───── Listing

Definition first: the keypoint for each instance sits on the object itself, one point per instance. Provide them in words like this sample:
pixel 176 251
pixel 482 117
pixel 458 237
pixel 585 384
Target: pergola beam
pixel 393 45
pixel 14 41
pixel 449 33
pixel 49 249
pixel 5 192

──────────
───── Listing

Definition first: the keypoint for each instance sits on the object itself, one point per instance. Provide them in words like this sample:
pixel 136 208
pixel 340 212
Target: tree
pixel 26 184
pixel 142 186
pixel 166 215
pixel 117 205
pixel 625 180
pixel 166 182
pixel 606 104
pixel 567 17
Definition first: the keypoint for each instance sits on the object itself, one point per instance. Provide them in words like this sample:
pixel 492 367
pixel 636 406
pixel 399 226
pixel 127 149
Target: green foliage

──────────

Exercise task:
Count the lines in the items above that contain the word "Target" with its capitalization matched exactly, and give only the number.

The result:
3